**GIVEN PROBLEM 1:** Show every line of the records that contains the string "dish", paying attention to case.

**READING PASSAGE:**
******

General information
- Other names: Phoenix Park
- Location: Navan Road Dublin, D15 YX57 Ireland
- Coordinates: 53°22′39″N 6°20′43″W﻿ / ﻿53.3776°N 6.3454°W
- Owner: Iarnród Éireann
- Operator: Iarnród Éireann
- Platforms: 2
- Tracks: 2
- Bus operators: Bus Éireann; Dublin Bus;
- Connections: 38; 38A; 38B; 38D; 39; 39A; 70; 70N; 105; 109; 109B; 109X; 111;

Construction
- Structure type: At-grade

Other information
- Station code: PHNPK
- Fare zone: Suburban 1

History
- Opened: 21 January 2008

Key dates
- 25 September 2011: Station renamed "Navan Road Parkway"

Location

= Navan Road Parkway railway station =

Railway station in Dublin, Ireland

Navan Road Parkway (Irish: Ollpháirc Bhóthar na hUaimhe) is a railway station in Fingal, Ireland. It is owned and operated by Iarnród Éireann.

******

**INPUT DATA:**
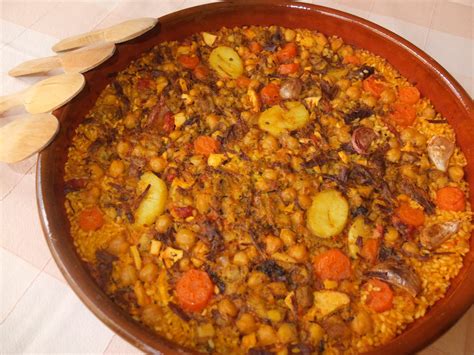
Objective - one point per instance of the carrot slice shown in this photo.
(205, 145)
(255, 47)
(188, 61)
(408, 95)
(412, 216)
(373, 86)
(450, 198)
(403, 114)
(332, 265)
(201, 72)
(194, 290)
(91, 219)
(370, 250)
(242, 81)
(270, 94)
(290, 68)
(380, 297)
(287, 53)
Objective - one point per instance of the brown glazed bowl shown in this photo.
(448, 97)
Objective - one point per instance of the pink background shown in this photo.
(38, 311)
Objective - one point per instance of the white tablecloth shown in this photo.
(38, 311)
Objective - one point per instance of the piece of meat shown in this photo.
(362, 138)
(397, 274)
(329, 91)
(272, 270)
(362, 73)
(417, 194)
(357, 114)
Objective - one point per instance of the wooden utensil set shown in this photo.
(29, 133)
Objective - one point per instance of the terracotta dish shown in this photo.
(448, 97)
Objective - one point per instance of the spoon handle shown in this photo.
(10, 101)
(79, 41)
(35, 66)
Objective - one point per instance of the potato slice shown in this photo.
(328, 214)
(226, 62)
(357, 229)
(327, 302)
(277, 119)
(153, 204)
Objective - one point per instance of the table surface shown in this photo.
(38, 311)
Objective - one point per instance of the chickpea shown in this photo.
(266, 335)
(139, 151)
(299, 252)
(128, 275)
(152, 315)
(393, 155)
(304, 201)
(246, 323)
(321, 39)
(185, 239)
(130, 120)
(116, 168)
(410, 248)
(369, 100)
(296, 163)
(428, 113)
(288, 237)
(240, 258)
(288, 195)
(289, 142)
(212, 121)
(343, 84)
(336, 43)
(272, 244)
(256, 279)
(455, 173)
(123, 148)
(419, 140)
(345, 51)
(408, 135)
(158, 164)
(269, 143)
(96, 171)
(391, 235)
(286, 333)
(149, 272)
(353, 93)
(289, 35)
(270, 174)
(252, 252)
(163, 223)
(184, 264)
(227, 307)
(118, 245)
(316, 333)
(388, 96)
(362, 323)
(304, 54)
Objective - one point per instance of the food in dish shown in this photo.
(268, 189)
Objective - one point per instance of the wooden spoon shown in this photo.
(118, 33)
(26, 135)
(46, 95)
(78, 61)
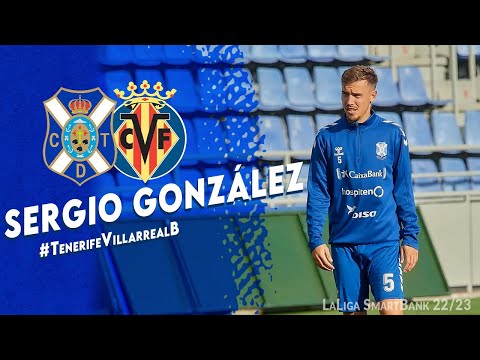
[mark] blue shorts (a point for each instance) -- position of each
(361, 268)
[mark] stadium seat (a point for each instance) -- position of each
(418, 130)
(463, 51)
(425, 184)
(271, 89)
(211, 89)
(264, 54)
(207, 54)
(293, 54)
(473, 164)
(151, 75)
(446, 131)
(191, 155)
(390, 115)
(388, 96)
(178, 54)
(234, 54)
(357, 54)
(328, 88)
(211, 140)
(454, 183)
(115, 55)
(148, 55)
(300, 89)
(186, 99)
(412, 90)
(241, 132)
(240, 90)
(301, 133)
(272, 136)
(322, 53)
(472, 129)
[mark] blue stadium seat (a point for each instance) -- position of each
(425, 184)
(473, 164)
(328, 88)
(148, 55)
(272, 136)
(463, 51)
(446, 131)
(293, 54)
(271, 89)
(454, 183)
(115, 54)
(357, 54)
(390, 115)
(418, 130)
(322, 120)
(152, 76)
(472, 129)
(244, 54)
(387, 89)
(235, 54)
(211, 89)
(207, 54)
(192, 153)
(178, 54)
(240, 91)
(301, 133)
(300, 89)
(264, 54)
(412, 89)
(322, 53)
(211, 140)
(241, 133)
(186, 99)
(117, 79)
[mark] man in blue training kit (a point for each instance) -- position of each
(360, 176)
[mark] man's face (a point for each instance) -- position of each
(357, 98)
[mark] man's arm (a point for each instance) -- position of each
(403, 193)
(318, 199)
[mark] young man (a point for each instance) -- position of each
(360, 177)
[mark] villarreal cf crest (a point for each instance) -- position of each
(79, 142)
(149, 133)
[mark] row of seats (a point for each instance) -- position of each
(180, 55)
(271, 89)
(295, 133)
(301, 90)
(300, 54)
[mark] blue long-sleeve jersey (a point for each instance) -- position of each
(360, 176)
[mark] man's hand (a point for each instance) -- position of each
(323, 259)
(410, 256)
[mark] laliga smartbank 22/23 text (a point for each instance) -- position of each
(433, 305)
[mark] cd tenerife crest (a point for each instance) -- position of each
(79, 140)
(149, 134)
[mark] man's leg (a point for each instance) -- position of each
(386, 277)
(352, 284)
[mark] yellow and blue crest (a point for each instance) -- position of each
(79, 142)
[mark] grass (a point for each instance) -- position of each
(440, 306)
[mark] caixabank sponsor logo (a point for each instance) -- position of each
(79, 139)
(149, 134)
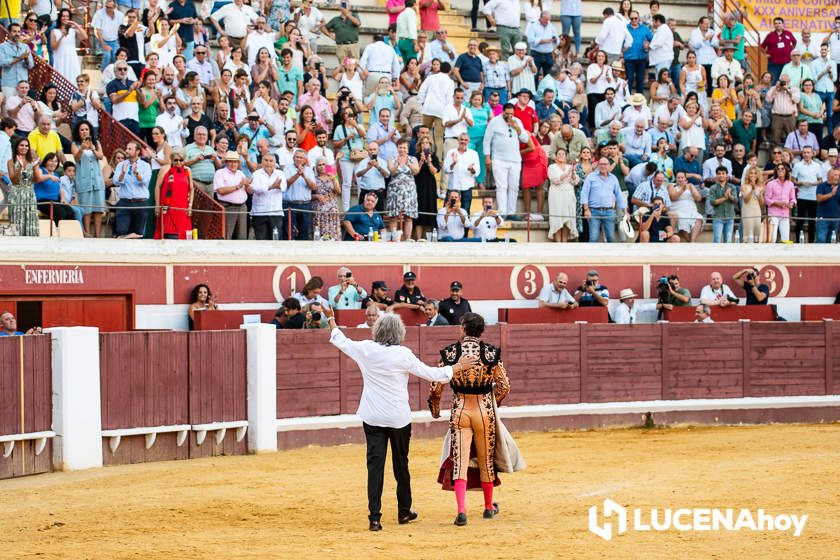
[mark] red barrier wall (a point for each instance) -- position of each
(26, 389)
(167, 378)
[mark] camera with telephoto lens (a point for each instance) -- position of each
(663, 290)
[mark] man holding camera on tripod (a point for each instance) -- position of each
(670, 294)
(757, 292)
(591, 293)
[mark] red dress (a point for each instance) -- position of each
(534, 165)
(175, 194)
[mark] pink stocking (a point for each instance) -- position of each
(461, 495)
(487, 488)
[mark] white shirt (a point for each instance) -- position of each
(705, 48)
(450, 225)
(505, 12)
(707, 294)
(309, 24)
(460, 177)
(624, 315)
(436, 94)
(613, 36)
(662, 45)
(549, 295)
(484, 227)
(381, 58)
(317, 153)
(385, 371)
(175, 128)
(452, 114)
(108, 27)
(236, 19)
(267, 201)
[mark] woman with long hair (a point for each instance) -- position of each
(693, 77)
(174, 192)
(48, 190)
(726, 96)
(661, 90)
(160, 154)
(90, 183)
(401, 197)
(34, 34)
(63, 42)
(780, 198)
(562, 204)
(752, 200)
(426, 181)
(201, 299)
(23, 206)
(481, 116)
(149, 103)
(306, 128)
(348, 135)
(324, 201)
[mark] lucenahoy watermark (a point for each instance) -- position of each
(688, 519)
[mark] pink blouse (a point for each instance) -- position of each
(777, 191)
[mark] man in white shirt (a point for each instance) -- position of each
(436, 93)
(172, 123)
(379, 60)
(501, 154)
(237, 16)
(614, 38)
(384, 407)
(461, 166)
(106, 26)
(267, 187)
(717, 293)
(625, 311)
(704, 42)
(662, 45)
(452, 220)
(486, 222)
(457, 117)
(503, 17)
(556, 295)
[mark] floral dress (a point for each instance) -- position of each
(401, 198)
(23, 208)
(326, 216)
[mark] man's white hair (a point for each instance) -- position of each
(389, 330)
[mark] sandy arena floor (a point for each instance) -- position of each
(310, 503)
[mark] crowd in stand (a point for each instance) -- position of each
(644, 130)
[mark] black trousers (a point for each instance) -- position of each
(806, 209)
(377, 450)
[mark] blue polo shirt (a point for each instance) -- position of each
(637, 49)
(361, 222)
(470, 67)
(831, 207)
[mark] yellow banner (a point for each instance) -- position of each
(816, 16)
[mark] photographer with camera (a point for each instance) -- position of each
(591, 293)
(347, 294)
(670, 294)
(757, 292)
(717, 293)
(452, 219)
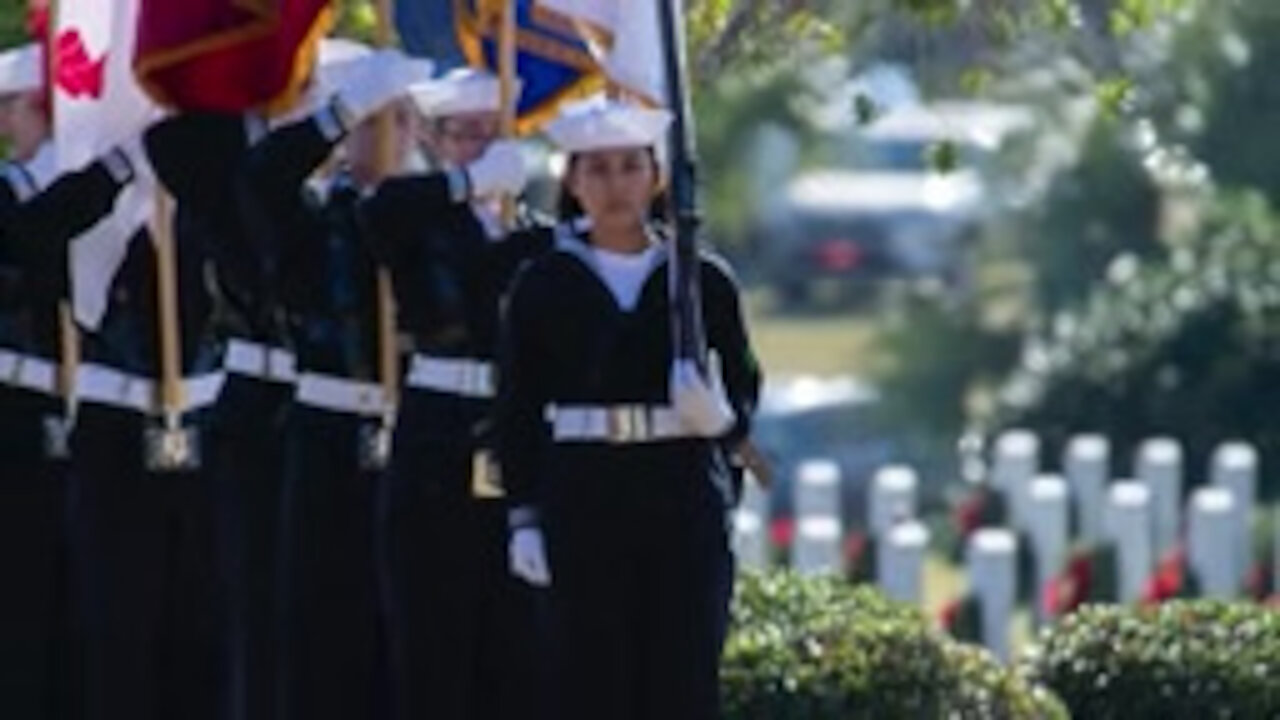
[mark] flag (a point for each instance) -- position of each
(553, 62)
(228, 55)
(625, 37)
(97, 104)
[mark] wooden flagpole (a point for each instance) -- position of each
(167, 287)
(388, 350)
(507, 69)
(68, 335)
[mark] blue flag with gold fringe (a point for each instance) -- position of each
(553, 62)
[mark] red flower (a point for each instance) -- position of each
(855, 546)
(1169, 578)
(950, 613)
(782, 532)
(1256, 580)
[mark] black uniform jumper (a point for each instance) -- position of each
(632, 509)
(142, 540)
(33, 607)
(327, 598)
(457, 621)
(202, 159)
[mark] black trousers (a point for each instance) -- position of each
(638, 551)
(460, 628)
(328, 604)
(142, 552)
(246, 460)
(33, 614)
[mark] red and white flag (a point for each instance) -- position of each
(97, 104)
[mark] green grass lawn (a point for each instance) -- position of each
(823, 345)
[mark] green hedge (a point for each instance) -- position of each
(822, 650)
(1180, 660)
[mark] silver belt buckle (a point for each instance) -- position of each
(627, 423)
(475, 379)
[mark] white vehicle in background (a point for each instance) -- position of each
(904, 196)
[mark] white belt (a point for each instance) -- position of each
(455, 376)
(255, 360)
(106, 386)
(28, 373)
(9, 367)
(615, 424)
(339, 395)
(37, 374)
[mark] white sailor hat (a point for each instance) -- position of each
(462, 90)
(600, 123)
(339, 50)
(337, 59)
(22, 69)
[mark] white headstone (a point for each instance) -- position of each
(894, 492)
(900, 561)
(1015, 464)
(817, 490)
(1048, 533)
(1128, 524)
(750, 532)
(1275, 551)
(1211, 542)
(817, 546)
(992, 560)
(1087, 465)
(1235, 468)
(1160, 468)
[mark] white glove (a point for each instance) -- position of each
(700, 404)
(528, 556)
(501, 171)
(379, 78)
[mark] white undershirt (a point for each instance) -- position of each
(625, 273)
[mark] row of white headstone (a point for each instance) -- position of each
(1141, 516)
(901, 540)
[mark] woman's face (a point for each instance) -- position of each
(615, 187)
(462, 139)
(362, 142)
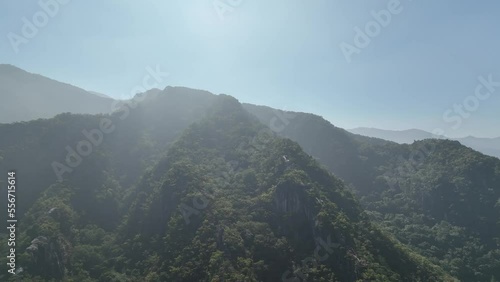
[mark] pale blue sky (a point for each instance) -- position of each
(281, 53)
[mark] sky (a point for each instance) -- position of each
(431, 65)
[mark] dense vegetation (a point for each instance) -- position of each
(440, 198)
(196, 187)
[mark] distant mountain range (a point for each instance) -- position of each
(27, 96)
(488, 146)
(185, 185)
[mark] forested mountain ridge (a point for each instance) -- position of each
(140, 182)
(228, 201)
(488, 146)
(418, 191)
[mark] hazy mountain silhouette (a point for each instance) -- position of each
(27, 96)
(488, 146)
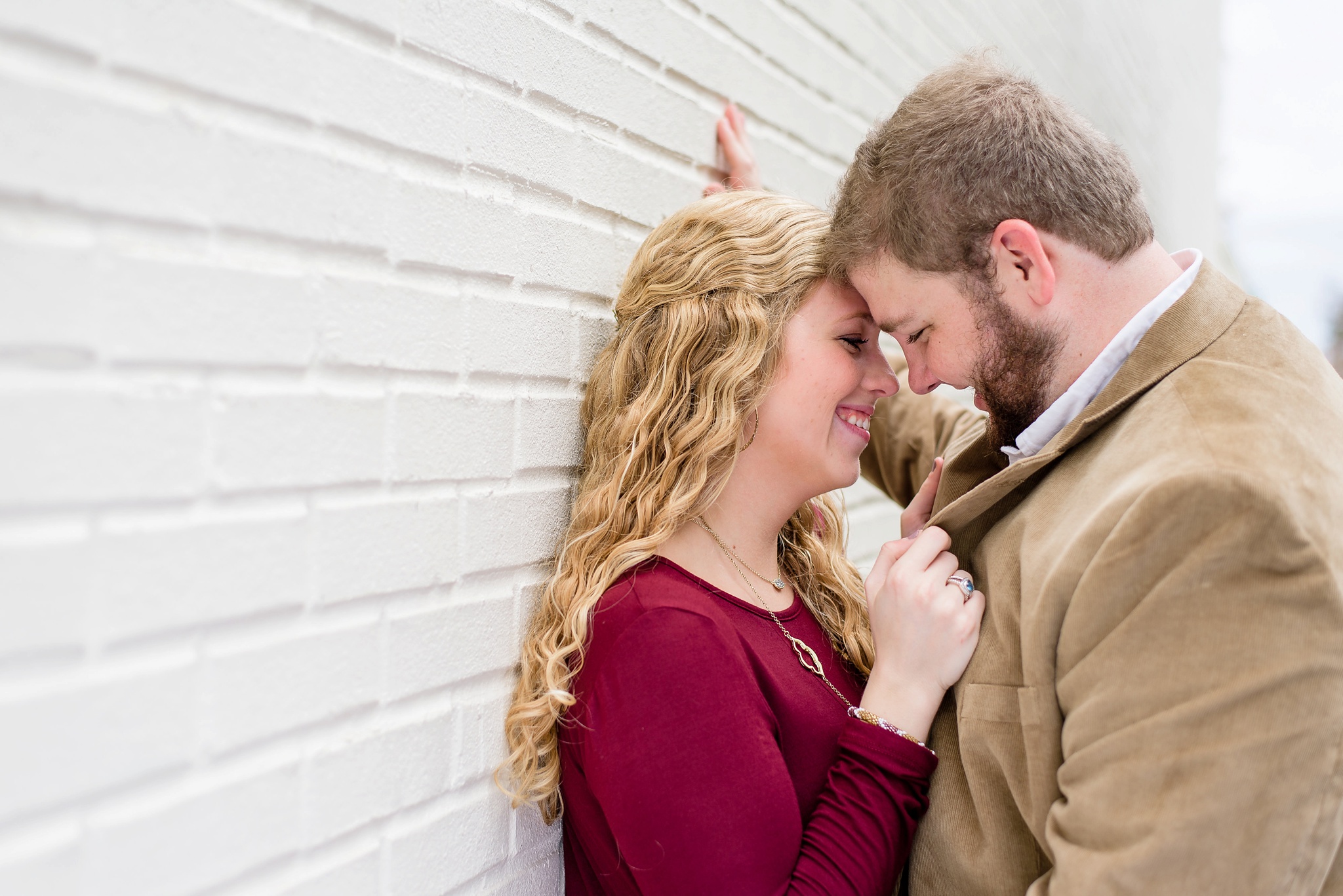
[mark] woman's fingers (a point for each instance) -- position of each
(926, 549)
(736, 151)
(920, 508)
(891, 551)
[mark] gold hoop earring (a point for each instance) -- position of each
(752, 435)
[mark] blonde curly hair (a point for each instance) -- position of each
(698, 336)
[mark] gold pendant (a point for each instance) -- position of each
(805, 652)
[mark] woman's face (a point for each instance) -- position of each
(814, 418)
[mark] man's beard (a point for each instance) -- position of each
(1016, 368)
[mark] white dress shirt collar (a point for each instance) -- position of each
(1103, 370)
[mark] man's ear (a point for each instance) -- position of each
(1021, 262)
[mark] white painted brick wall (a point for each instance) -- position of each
(297, 300)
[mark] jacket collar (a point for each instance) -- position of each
(976, 476)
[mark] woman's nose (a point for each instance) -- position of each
(881, 381)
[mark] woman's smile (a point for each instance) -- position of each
(856, 419)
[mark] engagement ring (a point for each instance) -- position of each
(965, 582)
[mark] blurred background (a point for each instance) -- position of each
(297, 304)
(1280, 163)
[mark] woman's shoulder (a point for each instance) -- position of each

******

**GIVEN PROBLEM 2:** Translate this sentence from the Navan Road Parkway page into French: "Navan Road Parkway (Irish: Ollpháirc Bhóthar na hUaimhe) is a railway station in Fingal, Ireland."

**EXERCISE RESPONSE 1:**
Objective - one point per instance of the terracotta dish shown in this photo.
Objective - one point per instance of the food in dish shown in this photo.

**EXERCISE RESPONSE 2:** Navan Road Parkway (en irlandais : Ollpháirc Bhóthar na hUaimhe) est une gare ferroviaire située à Fingal, en Irlande.